> **Ausgangstext**:
Die neuen Herausforderungen
Sehr geehrte Kolleginnen und Kollegen,
die Feiern zum 25. Jahrestag der deutschen Einheit liegen hinter uns. Wahrhaft ein Teil der deutschen Geschichte, auf den wir alle stolz sein können. In unserem Bereich ging es dabei nicht nur darum, Strukturen wie unsere Selbstverwaltung im Ostteil Deutschlands neu zu schaffen, sondern auch zeitgleich den Schritt in die Freiberuflichkeit zu organisieren und zu unterstützen.

> **Arbeitsauftrag**: Aktualisieren Sie im Ausgangstext den Abschnitt von „Die neuen Herausforderungen“ bis einschließlich „und zu unterstützen.“ und setzen Sie dabei „30.“ an die Stelle von „25.“. Die Einträge haben keinen Bezug zum Ausgangstext.

> **Gegebene Einträge**:
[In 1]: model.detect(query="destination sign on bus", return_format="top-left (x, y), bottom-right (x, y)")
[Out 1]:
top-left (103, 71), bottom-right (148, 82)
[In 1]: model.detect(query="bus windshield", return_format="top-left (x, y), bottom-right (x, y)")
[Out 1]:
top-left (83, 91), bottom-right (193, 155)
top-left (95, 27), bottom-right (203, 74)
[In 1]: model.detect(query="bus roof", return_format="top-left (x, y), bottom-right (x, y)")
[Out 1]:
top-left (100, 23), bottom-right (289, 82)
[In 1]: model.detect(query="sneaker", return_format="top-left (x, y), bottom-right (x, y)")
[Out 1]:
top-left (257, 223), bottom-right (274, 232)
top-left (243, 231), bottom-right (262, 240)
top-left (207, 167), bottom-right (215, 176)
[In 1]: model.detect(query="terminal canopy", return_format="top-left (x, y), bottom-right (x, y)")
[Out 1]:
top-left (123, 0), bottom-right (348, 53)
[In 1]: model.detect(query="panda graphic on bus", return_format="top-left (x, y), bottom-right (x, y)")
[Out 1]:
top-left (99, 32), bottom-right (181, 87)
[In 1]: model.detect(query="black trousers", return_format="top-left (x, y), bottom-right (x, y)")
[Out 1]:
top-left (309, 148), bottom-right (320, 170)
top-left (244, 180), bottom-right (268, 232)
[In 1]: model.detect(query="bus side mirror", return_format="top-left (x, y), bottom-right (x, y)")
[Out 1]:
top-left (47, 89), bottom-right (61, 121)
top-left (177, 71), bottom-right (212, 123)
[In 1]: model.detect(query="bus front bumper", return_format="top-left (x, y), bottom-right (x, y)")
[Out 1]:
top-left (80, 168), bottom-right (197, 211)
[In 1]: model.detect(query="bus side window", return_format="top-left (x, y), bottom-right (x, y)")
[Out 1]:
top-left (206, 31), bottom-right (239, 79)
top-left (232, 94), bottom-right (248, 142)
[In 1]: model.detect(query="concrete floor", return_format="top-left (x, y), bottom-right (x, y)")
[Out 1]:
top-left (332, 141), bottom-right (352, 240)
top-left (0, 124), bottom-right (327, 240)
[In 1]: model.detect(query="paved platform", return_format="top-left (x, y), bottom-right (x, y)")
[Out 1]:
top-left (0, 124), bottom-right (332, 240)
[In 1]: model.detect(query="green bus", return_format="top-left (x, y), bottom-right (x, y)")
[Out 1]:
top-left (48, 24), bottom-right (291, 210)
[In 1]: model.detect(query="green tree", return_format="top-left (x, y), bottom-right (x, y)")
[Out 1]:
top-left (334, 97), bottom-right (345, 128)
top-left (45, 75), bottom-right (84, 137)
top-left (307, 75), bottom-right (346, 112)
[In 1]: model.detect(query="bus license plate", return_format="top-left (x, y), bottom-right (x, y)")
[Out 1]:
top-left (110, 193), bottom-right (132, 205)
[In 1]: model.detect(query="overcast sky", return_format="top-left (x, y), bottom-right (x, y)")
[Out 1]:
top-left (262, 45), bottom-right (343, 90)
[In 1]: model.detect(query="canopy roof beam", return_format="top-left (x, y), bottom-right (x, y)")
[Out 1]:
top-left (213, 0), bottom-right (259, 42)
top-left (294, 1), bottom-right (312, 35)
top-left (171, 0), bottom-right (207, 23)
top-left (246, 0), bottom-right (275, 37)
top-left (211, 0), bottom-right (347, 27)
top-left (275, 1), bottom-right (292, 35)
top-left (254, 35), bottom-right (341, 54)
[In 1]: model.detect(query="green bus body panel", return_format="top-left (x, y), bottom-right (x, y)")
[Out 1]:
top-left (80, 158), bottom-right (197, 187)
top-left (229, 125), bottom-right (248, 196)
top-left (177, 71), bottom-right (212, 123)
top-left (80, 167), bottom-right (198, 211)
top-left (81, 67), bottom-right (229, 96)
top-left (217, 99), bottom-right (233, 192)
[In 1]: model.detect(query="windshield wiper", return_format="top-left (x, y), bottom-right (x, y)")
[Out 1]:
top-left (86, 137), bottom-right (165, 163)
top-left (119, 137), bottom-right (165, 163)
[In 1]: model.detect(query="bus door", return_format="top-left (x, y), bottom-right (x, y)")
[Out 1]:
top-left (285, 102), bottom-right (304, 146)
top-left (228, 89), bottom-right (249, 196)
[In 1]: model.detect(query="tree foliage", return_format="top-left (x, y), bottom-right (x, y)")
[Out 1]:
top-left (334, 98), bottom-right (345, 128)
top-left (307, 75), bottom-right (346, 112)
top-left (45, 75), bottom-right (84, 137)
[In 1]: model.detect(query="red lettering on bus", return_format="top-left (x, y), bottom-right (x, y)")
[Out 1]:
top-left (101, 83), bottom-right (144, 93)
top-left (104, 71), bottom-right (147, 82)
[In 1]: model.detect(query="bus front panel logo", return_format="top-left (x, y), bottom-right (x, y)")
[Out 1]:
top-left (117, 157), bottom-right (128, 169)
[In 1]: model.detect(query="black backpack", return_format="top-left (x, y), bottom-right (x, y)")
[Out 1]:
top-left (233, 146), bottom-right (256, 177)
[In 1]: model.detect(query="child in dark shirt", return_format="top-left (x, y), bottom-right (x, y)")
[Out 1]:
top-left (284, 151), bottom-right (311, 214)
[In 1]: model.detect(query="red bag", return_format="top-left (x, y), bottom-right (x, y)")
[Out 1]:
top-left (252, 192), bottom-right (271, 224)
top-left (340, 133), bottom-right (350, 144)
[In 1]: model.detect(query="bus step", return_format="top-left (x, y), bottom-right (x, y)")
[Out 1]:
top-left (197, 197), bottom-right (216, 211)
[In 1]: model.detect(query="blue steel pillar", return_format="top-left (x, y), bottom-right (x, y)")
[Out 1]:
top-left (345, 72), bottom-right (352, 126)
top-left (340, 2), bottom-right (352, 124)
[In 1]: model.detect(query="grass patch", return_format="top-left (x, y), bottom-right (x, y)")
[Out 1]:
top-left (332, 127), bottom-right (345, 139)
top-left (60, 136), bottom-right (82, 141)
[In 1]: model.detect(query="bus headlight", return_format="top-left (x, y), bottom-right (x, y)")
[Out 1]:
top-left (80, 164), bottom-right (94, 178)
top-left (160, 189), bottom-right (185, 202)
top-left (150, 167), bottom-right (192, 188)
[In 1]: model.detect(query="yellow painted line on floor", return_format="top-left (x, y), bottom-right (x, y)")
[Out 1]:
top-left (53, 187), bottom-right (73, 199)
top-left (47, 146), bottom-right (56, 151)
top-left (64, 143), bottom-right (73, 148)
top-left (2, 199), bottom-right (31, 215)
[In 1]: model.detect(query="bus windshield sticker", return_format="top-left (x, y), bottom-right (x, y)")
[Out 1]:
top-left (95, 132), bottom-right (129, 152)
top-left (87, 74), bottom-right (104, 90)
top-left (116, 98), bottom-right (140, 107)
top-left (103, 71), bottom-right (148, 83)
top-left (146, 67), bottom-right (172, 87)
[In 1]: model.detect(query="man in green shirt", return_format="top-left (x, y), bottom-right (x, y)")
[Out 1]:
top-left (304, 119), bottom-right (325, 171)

> **Lösung**:
Die neuen Herausforderungen
Sehr geehrte Kolleginnen und Kollegen,
die Feiern zum 30. Jahrestag der deutschen Einheit liegen hinter uns. Wahrhaft ein Teil der deutschen Geschichte, auf den wir alle stolz sein können. In unserem Bereich ging es dabei nicht nur darum, Strukturen wie unsere Selbstverwaltung im Ostteil Deutschlands neu zu schaffen, sondern auch zeitgleich den Schritt in die Freiberuflichkeit zu organisieren und zu unterstützen.